:: THE DATA ::
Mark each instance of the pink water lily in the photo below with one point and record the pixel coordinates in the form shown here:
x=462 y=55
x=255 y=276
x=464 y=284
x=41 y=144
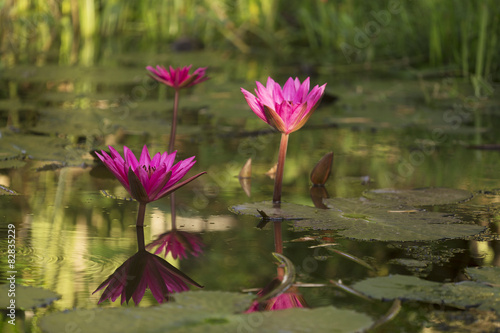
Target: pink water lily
x=141 y=271
x=286 y=109
x=178 y=78
x=178 y=244
x=148 y=179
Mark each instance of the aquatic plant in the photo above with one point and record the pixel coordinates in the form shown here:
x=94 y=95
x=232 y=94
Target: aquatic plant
x=148 y=179
x=177 y=78
x=177 y=243
x=286 y=109
x=287 y=300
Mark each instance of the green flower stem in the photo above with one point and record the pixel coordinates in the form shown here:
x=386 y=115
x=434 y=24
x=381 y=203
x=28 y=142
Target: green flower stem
x=174 y=122
x=140 y=238
x=140 y=214
x=278 y=181
x=172 y=210
x=278 y=240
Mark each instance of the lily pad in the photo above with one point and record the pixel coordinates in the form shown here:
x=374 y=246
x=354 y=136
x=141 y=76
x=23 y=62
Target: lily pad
x=367 y=220
x=202 y=311
x=27 y=297
x=421 y=196
x=4 y=190
x=479 y=294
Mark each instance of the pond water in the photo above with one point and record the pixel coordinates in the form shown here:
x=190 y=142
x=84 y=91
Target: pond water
x=388 y=129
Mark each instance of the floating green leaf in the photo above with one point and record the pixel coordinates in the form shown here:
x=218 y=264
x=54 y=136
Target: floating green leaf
x=202 y=311
x=26 y=297
x=4 y=190
x=367 y=220
x=421 y=196
x=481 y=293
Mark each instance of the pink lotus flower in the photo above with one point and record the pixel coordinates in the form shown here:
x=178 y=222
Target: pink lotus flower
x=148 y=179
x=144 y=270
x=178 y=243
x=286 y=109
x=178 y=78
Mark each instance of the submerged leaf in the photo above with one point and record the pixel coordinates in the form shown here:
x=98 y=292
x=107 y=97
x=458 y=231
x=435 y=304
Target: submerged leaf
x=4 y=190
x=421 y=196
x=367 y=220
x=462 y=295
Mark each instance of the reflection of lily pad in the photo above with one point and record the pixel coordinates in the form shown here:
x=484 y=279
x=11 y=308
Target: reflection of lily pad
x=201 y=311
x=420 y=197
x=27 y=297
x=368 y=220
x=481 y=293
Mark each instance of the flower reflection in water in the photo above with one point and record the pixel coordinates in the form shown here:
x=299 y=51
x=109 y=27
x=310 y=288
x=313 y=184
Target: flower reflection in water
x=144 y=270
x=286 y=300
x=280 y=293
x=178 y=244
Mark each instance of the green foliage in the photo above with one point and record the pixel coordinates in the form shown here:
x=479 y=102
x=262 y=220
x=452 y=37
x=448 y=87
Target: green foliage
x=367 y=220
x=460 y=34
x=201 y=311
x=482 y=293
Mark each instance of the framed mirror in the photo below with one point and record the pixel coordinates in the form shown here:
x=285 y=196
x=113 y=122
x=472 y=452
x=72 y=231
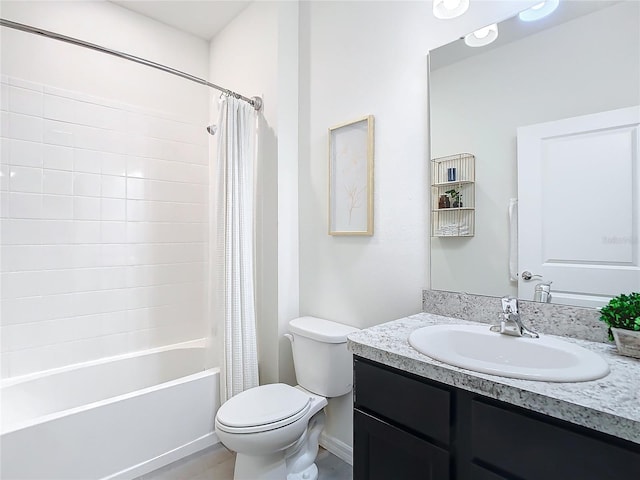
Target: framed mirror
x=583 y=59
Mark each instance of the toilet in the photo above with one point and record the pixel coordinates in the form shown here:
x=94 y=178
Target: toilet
x=275 y=429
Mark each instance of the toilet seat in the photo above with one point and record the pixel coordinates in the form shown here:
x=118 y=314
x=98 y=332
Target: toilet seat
x=263 y=408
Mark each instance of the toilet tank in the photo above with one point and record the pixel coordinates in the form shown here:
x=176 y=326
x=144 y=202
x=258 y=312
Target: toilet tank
x=322 y=362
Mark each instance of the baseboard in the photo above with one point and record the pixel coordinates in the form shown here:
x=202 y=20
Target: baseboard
x=166 y=458
x=337 y=447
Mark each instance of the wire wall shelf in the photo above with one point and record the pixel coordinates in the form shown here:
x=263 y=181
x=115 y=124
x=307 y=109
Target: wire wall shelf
x=453 y=196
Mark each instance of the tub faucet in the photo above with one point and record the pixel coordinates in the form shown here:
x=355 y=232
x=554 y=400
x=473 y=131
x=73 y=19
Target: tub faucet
x=511 y=324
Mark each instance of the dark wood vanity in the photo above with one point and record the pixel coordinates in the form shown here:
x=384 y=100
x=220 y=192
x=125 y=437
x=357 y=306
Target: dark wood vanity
x=410 y=427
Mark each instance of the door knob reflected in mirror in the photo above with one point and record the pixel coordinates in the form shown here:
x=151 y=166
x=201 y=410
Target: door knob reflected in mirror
x=527 y=275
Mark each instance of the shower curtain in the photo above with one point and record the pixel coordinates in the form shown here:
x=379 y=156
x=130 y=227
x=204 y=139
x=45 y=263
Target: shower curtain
x=234 y=204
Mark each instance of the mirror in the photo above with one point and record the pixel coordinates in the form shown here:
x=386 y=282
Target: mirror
x=582 y=59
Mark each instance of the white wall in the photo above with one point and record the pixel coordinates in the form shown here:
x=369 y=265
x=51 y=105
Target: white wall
x=104 y=201
x=256 y=54
x=588 y=65
x=361 y=58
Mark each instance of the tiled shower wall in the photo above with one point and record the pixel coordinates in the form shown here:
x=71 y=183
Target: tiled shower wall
x=104 y=226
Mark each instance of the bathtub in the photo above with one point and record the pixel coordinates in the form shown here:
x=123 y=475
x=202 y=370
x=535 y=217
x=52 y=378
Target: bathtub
x=116 y=418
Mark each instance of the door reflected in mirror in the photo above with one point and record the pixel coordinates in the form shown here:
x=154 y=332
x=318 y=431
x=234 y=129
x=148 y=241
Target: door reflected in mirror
x=583 y=59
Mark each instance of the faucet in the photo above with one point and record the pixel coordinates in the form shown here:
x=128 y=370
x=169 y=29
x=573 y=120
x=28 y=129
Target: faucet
x=511 y=324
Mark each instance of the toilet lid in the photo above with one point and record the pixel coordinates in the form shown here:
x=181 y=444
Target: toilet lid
x=263 y=405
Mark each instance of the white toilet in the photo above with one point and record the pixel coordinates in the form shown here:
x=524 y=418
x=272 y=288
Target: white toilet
x=275 y=428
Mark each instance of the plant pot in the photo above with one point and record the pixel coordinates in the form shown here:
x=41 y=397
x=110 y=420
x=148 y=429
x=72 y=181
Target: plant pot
x=627 y=341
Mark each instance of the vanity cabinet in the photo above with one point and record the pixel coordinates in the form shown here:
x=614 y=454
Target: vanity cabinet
x=408 y=427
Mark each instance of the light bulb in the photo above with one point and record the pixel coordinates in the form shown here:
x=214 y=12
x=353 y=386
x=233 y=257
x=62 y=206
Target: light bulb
x=447 y=9
x=539 y=11
x=482 y=36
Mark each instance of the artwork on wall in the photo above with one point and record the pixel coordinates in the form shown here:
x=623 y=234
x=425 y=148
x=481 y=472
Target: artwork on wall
x=351 y=178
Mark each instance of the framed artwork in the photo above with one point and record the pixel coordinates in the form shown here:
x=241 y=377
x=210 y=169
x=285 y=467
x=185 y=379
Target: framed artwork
x=351 y=178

:: TASK DETAILS ::
Using only the listing above, restate exactly the lines from the line containing "Mark each instance of the floating" through the line containing "x=178 y=222", both included.

:: EXERCISE ANSWER ::
Mark each instance of the floating green leaf in the photo above with one point and record the pixel coordinates in the form shown here:
x=218 y=264
x=54 y=136
Target: floating green leaf
x=202 y=311
x=26 y=297
x=4 y=190
x=367 y=220
x=421 y=196
x=481 y=293
Mark each instance of the pink lotus flower in the photo above with one point and record the pixel coordinates in the form shown here:
x=178 y=222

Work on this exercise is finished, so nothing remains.